▶ Extract to read
- - - -
Today’s question is: How is risk narrated into institutions and decision-making? And what becomes visible—or invisible—when we treat ecological design as a way of reading the world?
This episode sits at the intersection of ecology, infrastructure, and interpretation: not only what the world is doing, but how our systems describe it, and how those descriptions shape what becomes possible.
My guest today is Joshua Harrison, director of the Center for the Study of Force Majeure at UC Santa Cruz. For decades, Josh has worked at the intersection of art, ecology, and systems strategy, building projects that treat environmental crisis not only as a scientific problem, but also as a crisis of perception and imagination.
Josh, welcome.
Joshua Harrison: Ali, thank you very much for inviting me. I am glad to be here.
Ali: To set expectations, this is not a technical insurance briefing, and it is not a project showcase. I want to read risk the way the humanities read a text: by asking who defines it, through what language, with what incentives, and for whom.
I also want to connect that to ecological design: how design can expose what our institutional narratives hide.
You recently published an essay titled “Avoiding an Uninsurable Future.” In it, you frame insurance not as a side issue, but as a front line where climate breakdown becomes legible as institutional failure. Let me begin there. When you say uninsurable, what does that mean beyond the obvious—beyond premiums going up or coverage disappearing?
What Does “Uninsurable” Mean?
Joshua Harrison: At the largest scale, an uninsurable future is a world that has changed so much that the physical manifestations of planetary change exceed the capacity of our institutions to repair them within any reasonable timeframe.
At that point, premiums no longer matter. They are insufficient to address the damage. The goal, of course, is to act differently and do what we can to prevent such a future. That is not only in the interest of insurance companies; it is in the interest of all of us.
The question, as you put it well, is conceptual. The evidence is obvious to anyone who seriously studies the planet: increasing storms, rising waters, desertification, raging wildfires, and infrastructure in massive danger. The major reinsurance companies understand this. They study it. They plan for it. Their annual reports show that they understand the seriousness of climate risk.
Yet the insurance industry as a whole spends only a small fraction of its available cash flow on prevention, even though many estimates—including estimates from within the industry—suggest that far more investment is required to build planetary resilience.
That means a coalition of forces has to act together, led in part by the one major corporate sector whose business is supposed to involve thinking about the future. Insurance companies are charged with thinking analytically over fifty- to seventy-five-year horizons and reducing risk. Their business model depends on anticipating loss and preventing unnecessary payouts.
- - - -
▶ Raw data
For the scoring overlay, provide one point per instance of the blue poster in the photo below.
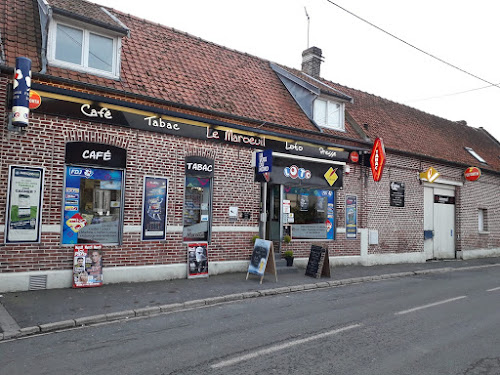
(92, 205)
(154, 208)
- - - -
▶ List of tasks
[a] In the interview about insurance and climate risk, what is the title of the essay Joshua Harrison recently published?
[b] Extract the passage of the interview from "That means a" up to and including "preventing unnecessary payouts.", copying it word for word.
[c] Write what comes next in the interview about insurance and climate risk, picking up right after its last sentence.
The listing isn't needed for anything here.

▶ Per-task answers
[a] "Avoiding an Uninsurable Future."

[b]
That means a coalition of forces has to act together, led in part by the one major corporate sector whose business is supposed to involve thinking about the future. Insurance companies are charged with thinking analytically over fifty- to seventy-five-year horizons and reducing risk. Their business model depends on anticipating loss and preventing unnecessary payouts.

[c]
One way insurance companies avoid paying claims is by rejecting them. But another, more constructive way is by reducing risk before damage occurs. That is where the name of my center matters. Force majeure is the French legal term often used in contracts to describe “acts of God”—events considered beyond human control. Insurance companies and other businesses use the term to say: this particular event falls outside what we can reasonably insure.
At the center, we study the risks we have created for ourselves and then call “acts of God.” Many of these risks are becoming more frequent because of extractive resource use, carbon emissions, poor urban design, water mismanagement, and broader environmental damage. We have engineered ourselves into these problems, and now we must find ways to back out of them.
My question to insurance companies and related governmental actors is simple: you are supposed to think proleptically. You know this is a problem. Your own data tells you it is a problem. Your business model requires long-term thinking. So why does your behavior look as if you only need to think five years ahead—or even less?
Where does that disconnect come from? What structural blindness keeps institutions from acting on what their own data already shows?
Insurance as Critical Infrastructure
Ali: If insurance quietly shapes where people can live and what futures remain investable, what happens when that infrastructure begins to fail?
Joshua Harrison: This is not only a private profit calculation. Insurance began, in its modern form, as a kind of shared-risk conversation. Lloyd’s of London, for example, emerged from a coffee shop where shippers pooled risk. Cargo ships faced storms, pirates, and many forms of uncertainty. By sharing risk, one loss could be absorbed collectively rather than destroying one trader.
In that sense, insurance began as mutual aid. For a long time, mutual insurance was one of the most common forms of insurance in the United States, and mutual associations still exist in many places. That mutuality carried a sense of governance: shared risk meant shared responsibility.
There is an old phrase: an ounce of prevention is worth a pound of cure. That should be the motto of a good insurance company.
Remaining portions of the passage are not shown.